═══ Document ═══

In the problem, we will be provided with a positive integer N in the input which will be in the base−10 numeral system and a positive integer b greater than 1. Our task will be to find the number of digits when N is being represented in the base−b numeral system.
Any number represented in any base number, every digit from right represents the number of times power of that base number starting from 0.
For example when we represent 15 in base−3.
It is being represented as 120 i.e. $\mathrm{0*3^{0}+2*3^{1}+1*3^{2}=0+6+9=15}$
Let’s understand the problem better with the below examples.
Input
N=16 b=5
Output
2
Explanation − Here we are given N in base−10 representation i.e. 16. We need to count the number of digits of N when represented in base−5.
The representation of 16 in base−5 is 31 i.e. $\mathrm{1*5^{0}+3*5^{1}=1+15=16}$
The number of digits in base−5 representation of 16 is 2 (i.e. 31), which is our required output.
Input
N= 22 b=3
Output
3
Explanation − The value of N represented in the base−10 numeral system is 22 and we are given a base value equal to 3. The representation of 22 in base−3 is 211 i.e. $\mathrm{1*3^{0}+1*3^{1}+2*3^{2}=1+3+18=22}$
Thus the number of digits in base−3 representation of 22 is 3, which is our required output.
Let’s explore the different approaches to count the number of digits in representation of any number N in base−b from naive to an efficient solution.
Approach−1 (Naive Approach)
The naive approach to the solution will be representing N in the base−b numeral system and counting the number of digits.

═══ Provided material ═══

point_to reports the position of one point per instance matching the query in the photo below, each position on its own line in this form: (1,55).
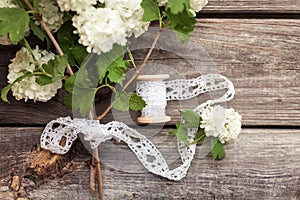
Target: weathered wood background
(258,53)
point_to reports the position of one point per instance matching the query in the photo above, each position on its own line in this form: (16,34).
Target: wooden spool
(152,120)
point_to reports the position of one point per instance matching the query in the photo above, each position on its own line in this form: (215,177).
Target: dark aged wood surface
(260,56)
(253,6)
(263,163)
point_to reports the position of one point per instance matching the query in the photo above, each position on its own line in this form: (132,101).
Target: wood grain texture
(254,6)
(261,57)
(262,163)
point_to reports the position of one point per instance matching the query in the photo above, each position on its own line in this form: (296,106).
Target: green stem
(131,58)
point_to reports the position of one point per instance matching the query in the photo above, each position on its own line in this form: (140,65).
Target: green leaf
(151,10)
(121,101)
(175,131)
(84,91)
(182,134)
(6,89)
(79,54)
(83,100)
(136,102)
(191,119)
(56,68)
(181,131)
(69,84)
(199,137)
(177,6)
(14,22)
(182,22)
(217,151)
(116,71)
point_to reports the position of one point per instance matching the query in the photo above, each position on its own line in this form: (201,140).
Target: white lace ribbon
(96,133)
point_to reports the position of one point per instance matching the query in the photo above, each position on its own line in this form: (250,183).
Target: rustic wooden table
(256,44)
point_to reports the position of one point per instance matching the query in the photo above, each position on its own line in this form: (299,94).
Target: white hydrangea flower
(28,88)
(76,5)
(131,13)
(99,29)
(220,122)
(7,4)
(51,15)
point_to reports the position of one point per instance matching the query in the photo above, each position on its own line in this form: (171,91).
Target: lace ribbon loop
(59,134)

═══

◆ **To-do list**
(a) Answer these from the article on counting the digits of N in base b above the lines:
(i) How is 15 represented in base−3?
(ii) What output is given for N=22 and b=3?
(iii) What does the naive approach do?
(b) In the article on counting the digits of N in base b, quote the passage from "Let’s explore the" to "number of digits.".
(c) Continue the article on counting the digits of N in base b, starting after its last sentence.

◆ **Final results**
(a)
(i) 120
(ii) 3
(iii) It represents N in the base−b numeral system and counts the number of digits.

(b)
Let’s explore the different approaches to count the number of digits in representation of any number N in base−b from naive to an efficient solution.
Approach−1 (Naive Approach)
The naive approach to the solution will be representing N in the base−b numeral system and counting the number of digits.

(c)
In order to find the number of digits in the representation of N in base−b, we will make a function. We will initialise a variable to store the count of the number of digits and update N by dividing N by b until N is greater than 0 and keep increasing the count of digits in every iteration. This way we can calculate the number of digits in representation of N in base−b.
This could be better explained as to represent any number in any base number, we take the mod of that number with base number which represents each digit from right and update the number by dividing that number with the base value and repeat the process until the number is greater than 0.
The steps to follow to implement the approach in C++:
We will create a function to count the number of digits of N when represented in base b.
Initialise a variable to store the count of digits.
Iterate in a while loop until N is greater than 0.
In every iteration update N by dividing N by b and increase the count by 1 as to find the next left digit in representation we take mod of N with b with the updated N.
Return the variable once N is equal to zero which will be the number of digits of N when represented in the base−b numeral system.
Example
//C++ code to find the number of digits of N when represented in base b
#include <bits/stdc++.h>
using namespace std;
//function to calculate the number of digits of N in base b
int digits(long long int N, long long int b){
//to store the number of digits of N in base b
int a=0;
//iterating to calculate the number of digits
while(N>0){
N = N/b; //update N by dividing it with b to find the next digit
a++; //increase the count by 1
}
return a;
}
int main()
{
long long int N,b; //for taking input values
N=58734;
b=4;
//calling the function
cout<<"No. of digits of "<<N<<" in base-"<<b<<" :"<<digits(N,b)<<endl;
return 0;
}
Output
No. of digits of 58734 in base-4 :8
Time Complexity : O(log N) ,because we iterate in a while loop until N is greater than 0 and keep dividing N by base value.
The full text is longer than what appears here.